## SHORT EXERCISE
Update the material below by replacing "photo" with "image" everywhere it appears and changing nothing else. Leave the pictures out of your answer.
-------------------------
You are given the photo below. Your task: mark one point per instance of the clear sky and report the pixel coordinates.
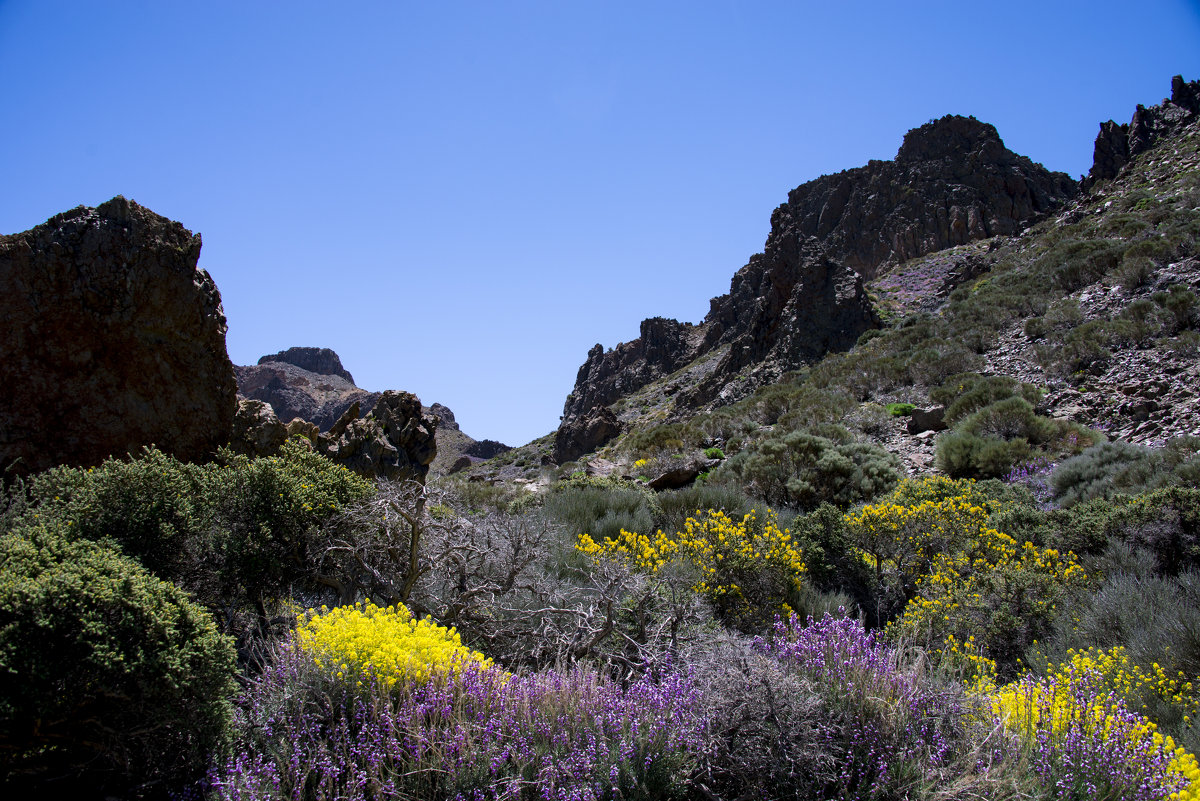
(461, 198)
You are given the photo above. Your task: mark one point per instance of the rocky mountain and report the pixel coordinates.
(315, 360)
(297, 385)
(952, 182)
(111, 338)
(311, 384)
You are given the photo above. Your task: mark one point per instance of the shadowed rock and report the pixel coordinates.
(111, 338)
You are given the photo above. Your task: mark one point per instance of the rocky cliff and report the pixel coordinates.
(111, 338)
(297, 391)
(952, 181)
(1119, 143)
(322, 361)
(312, 385)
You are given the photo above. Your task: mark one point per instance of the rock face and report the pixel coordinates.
(322, 361)
(1117, 143)
(311, 386)
(295, 391)
(664, 347)
(585, 433)
(396, 440)
(953, 181)
(111, 338)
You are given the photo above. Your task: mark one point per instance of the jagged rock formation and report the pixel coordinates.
(396, 440)
(1119, 143)
(322, 361)
(310, 384)
(953, 181)
(256, 429)
(295, 391)
(111, 338)
(664, 347)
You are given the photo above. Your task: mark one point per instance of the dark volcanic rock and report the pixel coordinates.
(111, 338)
(322, 361)
(486, 449)
(1117, 143)
(396, 440)
(294, 391)
(664, 347)
(790, 306)
(585, 433)
(445, 416)
(953, 181)
(256, 429)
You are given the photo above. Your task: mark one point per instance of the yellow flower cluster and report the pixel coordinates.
(1133, 684)
(933, 541)
(718, 547)
(1050, 709)
(385, 642)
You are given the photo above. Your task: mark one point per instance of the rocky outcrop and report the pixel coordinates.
(952, 182)
(664, 347)
(111, 338)
(396, 440)
(585, 433)
(294, 391)
(789, 306)
(322, 361)
(1117, 143)
(256, 429)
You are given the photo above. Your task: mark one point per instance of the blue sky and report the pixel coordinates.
(461, 198)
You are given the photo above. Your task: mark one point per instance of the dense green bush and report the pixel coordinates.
(601, 507)
(803, 469)
(999, 437)
(1165, 523)
(233, 533)
(1110, 468)
(965, 393)
(112, 678)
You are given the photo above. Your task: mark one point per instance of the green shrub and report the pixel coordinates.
(966, 393)
(601, 507)
(1111, 468)
(111, 675)
(1165, 523)
(232, 533)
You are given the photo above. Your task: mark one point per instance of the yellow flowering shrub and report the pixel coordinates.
(1083, 736)
(387, 642)
(967, 591)
(1144, 690)
(749, 570)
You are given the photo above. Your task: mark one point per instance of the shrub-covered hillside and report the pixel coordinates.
(958, 560)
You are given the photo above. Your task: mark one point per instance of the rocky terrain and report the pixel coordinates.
(1067, 287)
(952, 182)
(111, 338)
(311, 384)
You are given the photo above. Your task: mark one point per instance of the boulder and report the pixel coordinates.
(585, 433)
(395, 441)
(676, 476)
(256, 429)
(111, 338)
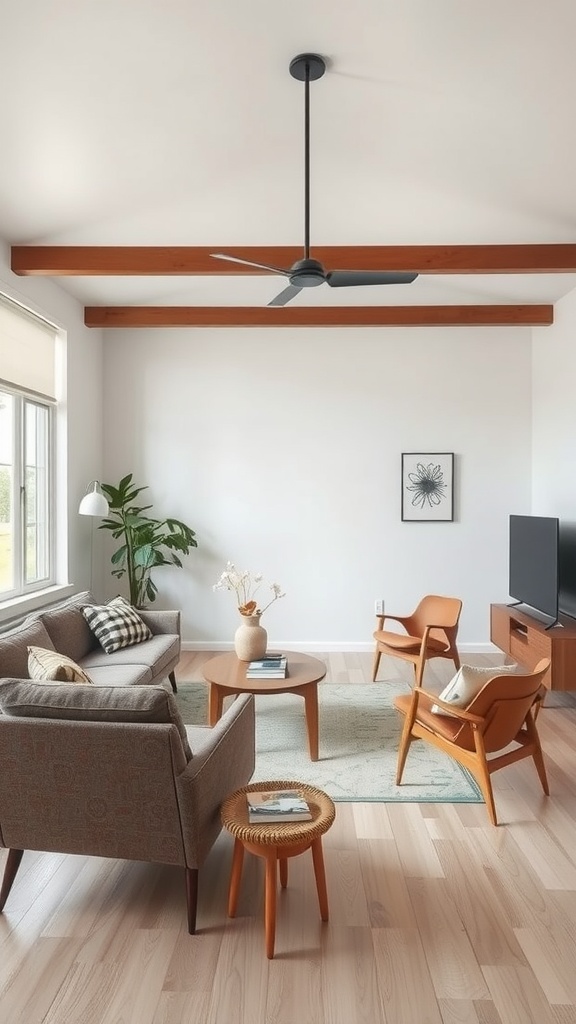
-------------------------
## WRITTEN SOLUTION
You are given the image below. Your task: mark one point per instance of the clear sky and report the pixel coordinates.
(461, 198)
You are given the image above. Your task: mark one point per instance of the rocky mountain and report the pixel coordinates.
(315, 360)
(297, 385)
(952, 182)
(111, 338)
(311, 384)
You are given the image above. Your task: mark one point per instance of the shadowed rock and report the pixel coordinates.
(111, 338)
You are given the image above. Your task: mark one point per instance of the rocky cliff and report the pixel coordinates.
(111, 338)
(297, 391)
(952, 181)
(1119, 143)
(322, 361)
(312, 385)
You are given the image above. Your task: mark one point per instance of the rock face and report the pixel coordinates.
(322, 361)
(1117, 143)
(311, 386)
(295, 391)
(664, 347)
(585, 433)
(396, 440)
(953, 181)
(111, 338)
You are given the image above. Your task: mark one point per instance of the jagged rock formation and report the pixel coordinates.
(396, 440)
(1119, 143)
(322, 361)
(310, 384)
(953, 181)
(256, 429)
(295, 391)
(111, 338)
(664, 347)
You are given the image above. Your task: mark one point per instance of the dark volcanic rock and report the pixel coordinates.
(111, 338)
(322, 361)
(486, 449)
(1117, 143)
(396, 440)
(294, 391)
(664, 347)
(790, 306)
(585, 433)
(445, 416)
(953, 181)
(256, 429)
You are given the image above. Your task: mark one point per instance of the yellow flower cluster and report the pixel coordinates.
(1133, 684)
(933, 541)
(718, 547)
(1050, 709)
(385, 642)
You are given the image above. Your task: mark one point per instance of the rocky outcrop and report the pixel coordinates.
(952, 182)
(664, 347)
(111, 338)
(396, 440)
(585, 433)
(294, 391)
(789, 306)
(322, 361)
(1117, 143)
(256, 429)
You are given the image above. Your task: mark one point per instance of the blue sky and report the pixel coordinates.
(461, 198)
You are given the image above. Your task: mark one point per instance of the dense green bush and report the pixel coordinates.
(601, 507)
(803, 469)
(999, 437)
(1165, 523)
(233, 533)
(1110, 468)
(965, 393)
(112, 678)
You are given the image above. Your task: mark one point per instance of the green shrub and report the pixel coordinates.
(966, 393)
(601, 507)
(1111, 468)
(111, 675)
(1165, 523)
(232, 533)
You are given the image above. Your task: mark one point per instance of the yellow flowering shrub and report the pixel coordinates.
(1083, 736)
(387, 642)
(967, 591)
(1144, 690)
(749, 570)
You are given the image above. Your task: mark one point per instance of the shrub-covered hillside and report the pixel coordinates.
(958, 560)
You are given the image above. Your task: mark one point per instance of the rocky terrain and report the pixel coordinates.
(1067, 287)
(952, 182)
(111, 338)
(311, 384)
You are given the image above. Your task: mark one point per instance of the boulder and report the pixel coordinates.
(585, 433)
(395, 441)
(676, 476)
(256, 429)
(111, 338)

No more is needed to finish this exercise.